Supplied entries
--- start ---
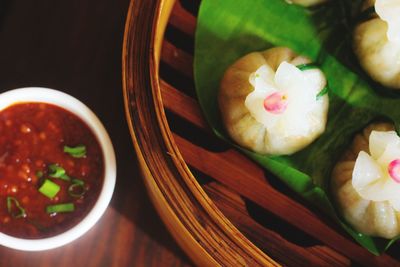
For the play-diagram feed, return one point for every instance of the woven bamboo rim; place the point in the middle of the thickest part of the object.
(206, 235)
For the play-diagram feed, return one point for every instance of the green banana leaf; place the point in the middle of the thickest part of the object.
(229, 29)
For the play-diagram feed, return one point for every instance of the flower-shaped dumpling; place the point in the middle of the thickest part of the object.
(269, 105)
(366, 182)
(377, 42)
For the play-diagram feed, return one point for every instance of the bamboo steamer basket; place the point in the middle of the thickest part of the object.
(221, 208)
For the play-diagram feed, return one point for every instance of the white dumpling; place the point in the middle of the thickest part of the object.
(306, 3)
(366, 182)
(377, 42)
(270, 106)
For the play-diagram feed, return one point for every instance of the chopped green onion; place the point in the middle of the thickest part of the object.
(66, 207)
(323, 92)
(307, 66)
(13, 202)
(76, 189)
(76, 152)
(58, 172)
(49, 188)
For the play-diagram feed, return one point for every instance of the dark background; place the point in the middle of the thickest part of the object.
(75, 46)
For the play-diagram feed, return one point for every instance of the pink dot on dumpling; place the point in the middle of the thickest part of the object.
(275, 103)
(394, 170)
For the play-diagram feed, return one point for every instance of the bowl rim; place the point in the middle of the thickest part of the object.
(75, 106)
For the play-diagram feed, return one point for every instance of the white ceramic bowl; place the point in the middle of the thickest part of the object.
(44, 95)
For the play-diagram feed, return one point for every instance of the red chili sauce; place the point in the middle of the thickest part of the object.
(32, 139)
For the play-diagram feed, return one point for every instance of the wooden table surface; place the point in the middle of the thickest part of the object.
(75, 46)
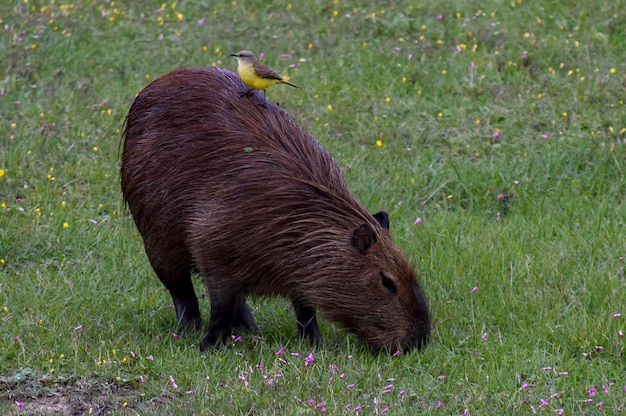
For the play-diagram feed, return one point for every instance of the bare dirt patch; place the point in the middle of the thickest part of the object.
(24, 394)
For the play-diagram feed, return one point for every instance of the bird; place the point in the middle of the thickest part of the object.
(255, 74)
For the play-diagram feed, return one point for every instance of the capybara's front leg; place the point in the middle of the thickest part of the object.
(243, 318)
(307, 322)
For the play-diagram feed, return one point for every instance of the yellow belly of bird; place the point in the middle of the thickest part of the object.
(250, 77)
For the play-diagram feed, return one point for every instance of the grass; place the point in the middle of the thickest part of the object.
(499, 124)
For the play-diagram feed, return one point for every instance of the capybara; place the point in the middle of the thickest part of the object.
(225, 185)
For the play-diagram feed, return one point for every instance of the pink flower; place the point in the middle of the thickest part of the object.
(174, 385)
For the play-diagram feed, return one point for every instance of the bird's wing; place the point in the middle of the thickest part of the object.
(264, 72)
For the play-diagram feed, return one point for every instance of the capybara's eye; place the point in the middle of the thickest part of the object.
(388, 283)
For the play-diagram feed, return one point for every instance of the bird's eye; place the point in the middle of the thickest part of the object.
(388, 283)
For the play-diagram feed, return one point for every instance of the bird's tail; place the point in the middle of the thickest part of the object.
(289, 83)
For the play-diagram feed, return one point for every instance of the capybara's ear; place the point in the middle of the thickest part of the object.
(383, 219)
(363, 238)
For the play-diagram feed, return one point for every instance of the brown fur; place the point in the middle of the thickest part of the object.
(229, 187)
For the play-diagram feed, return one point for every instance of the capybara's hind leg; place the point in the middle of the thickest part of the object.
(221, 322)
(243, 318)
(176, 277)
(307, 322)
(185, 302)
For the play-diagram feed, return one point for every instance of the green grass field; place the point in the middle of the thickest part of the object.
(500, 125)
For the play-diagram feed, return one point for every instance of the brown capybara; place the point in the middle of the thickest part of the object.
(224, 184)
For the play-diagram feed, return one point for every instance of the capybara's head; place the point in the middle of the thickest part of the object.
(374, 292)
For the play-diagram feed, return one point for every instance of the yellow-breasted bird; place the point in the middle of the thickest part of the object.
(255, 74)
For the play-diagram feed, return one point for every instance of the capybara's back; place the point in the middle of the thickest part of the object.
(224, 184)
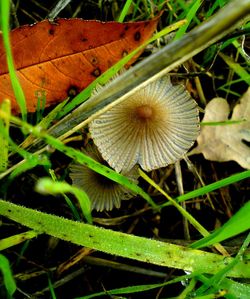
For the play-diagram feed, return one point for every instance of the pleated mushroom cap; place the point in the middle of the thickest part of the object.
(104, 194)
(154, 127)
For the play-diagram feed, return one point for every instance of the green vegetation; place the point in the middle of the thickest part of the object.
(38, 203)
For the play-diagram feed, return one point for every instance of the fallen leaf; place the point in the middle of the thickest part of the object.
(226, 142)
(56, 59)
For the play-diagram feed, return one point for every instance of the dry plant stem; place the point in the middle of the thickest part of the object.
(153, 67)
(181, 192)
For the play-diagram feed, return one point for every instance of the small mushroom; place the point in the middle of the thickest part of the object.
(153, 127)
(103, 192)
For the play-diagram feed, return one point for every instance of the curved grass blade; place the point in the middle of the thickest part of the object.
(8, 279)
(124, 245)
(4, 22)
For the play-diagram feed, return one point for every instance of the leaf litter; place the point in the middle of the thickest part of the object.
(226, 142)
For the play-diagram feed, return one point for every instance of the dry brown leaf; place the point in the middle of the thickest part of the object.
(226, 142)
(60, 58)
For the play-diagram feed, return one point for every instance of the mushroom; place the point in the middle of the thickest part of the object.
(153, 127)
(103, 192)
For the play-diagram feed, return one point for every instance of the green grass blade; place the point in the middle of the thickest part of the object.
(4, 136)
(121, 244)
(8, 279)
(189, 17)
(4, 22)
(106, 76)
(48, 186)
(137, 288)
(211, 187)
(184, 212)
(237, 224)
(214, 283)
(17, 239)
(81, 158)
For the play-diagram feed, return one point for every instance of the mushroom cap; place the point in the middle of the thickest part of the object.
(103, 192)
(153, 127)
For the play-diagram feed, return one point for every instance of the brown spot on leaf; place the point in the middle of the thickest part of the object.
(94, 60)
(124, 53)
(122, 35)
(51, 31)
(72, 91)
(137, 36)
(96, 72)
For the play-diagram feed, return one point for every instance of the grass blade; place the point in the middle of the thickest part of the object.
(121, 244)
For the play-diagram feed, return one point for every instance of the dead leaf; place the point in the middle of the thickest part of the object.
(61, 58)
(226, 142)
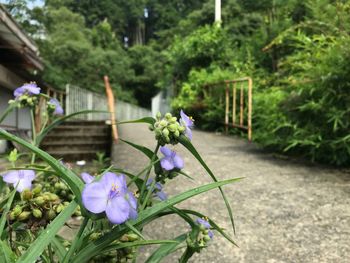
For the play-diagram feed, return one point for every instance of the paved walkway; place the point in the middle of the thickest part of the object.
(284, 211)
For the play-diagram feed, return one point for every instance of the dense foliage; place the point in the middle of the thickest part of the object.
(295, 51)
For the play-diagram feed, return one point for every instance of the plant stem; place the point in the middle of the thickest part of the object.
(148, 172)
(34, 133)
(186, 255)
(76, 241)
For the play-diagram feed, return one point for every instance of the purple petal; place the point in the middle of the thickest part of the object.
(28, 174)
(118, 210)
(167, 163)
(161, 195)
(188, 133)
(133, 206)
(18, 92)
(23, 184)
(87, 178)
(95, 197)
(11, 177)
(210, 234)
(166, 151)
(178, 161)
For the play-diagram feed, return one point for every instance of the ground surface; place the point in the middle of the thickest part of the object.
(284, 211)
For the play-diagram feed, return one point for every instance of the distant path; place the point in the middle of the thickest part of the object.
(284, 212)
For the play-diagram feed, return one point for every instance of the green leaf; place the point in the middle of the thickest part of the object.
(97, 246)
(148, 120)
(60, 250)
(46, 236)
(6, 254)
(165, 249)
(57, 122)
(185, 142)
(138, 243)
(6, 210)
(74, 182)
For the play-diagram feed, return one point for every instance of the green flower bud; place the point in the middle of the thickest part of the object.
(24, 215)
(165, 132)
(132, 237)
(12, 216)
(37, 213)
(37, 189)
(163, 123)
(51, 214)
(17, 210)
(39, 200)
(168, 116)
(26, 194)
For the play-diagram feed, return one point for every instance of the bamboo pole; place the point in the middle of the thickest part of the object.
(250, 105)
(227, 99)
(234, 103)
(111, 107)
(241, 106)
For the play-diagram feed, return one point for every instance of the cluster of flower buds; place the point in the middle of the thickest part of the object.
(26, 95)
(202, 235)
(167, 129)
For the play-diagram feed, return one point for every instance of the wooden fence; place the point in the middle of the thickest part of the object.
(78, 99)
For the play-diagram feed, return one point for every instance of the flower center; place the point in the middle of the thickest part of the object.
(114, 191)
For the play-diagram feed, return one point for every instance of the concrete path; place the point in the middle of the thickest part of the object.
(284, 211)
--- end ---
What is needed
Repeat only the stretch of lines starting at the one containing "the wooden fence;" and running to the final line of the entries above.

Answer for the task
For the play-diagram feed, return one point for every instance of the wooden fence; place the point in the middle of the thickest part of the object.
(78, 99)
For the play-diagram feed, return one point for every instance of the flower center; place the point in the middle of the thickest part of the object.
(114, 191)
For the play-diagram feed, return one point for every instance of the concrete path; place the point in the middle of the thickest part of the object.
(284, 211)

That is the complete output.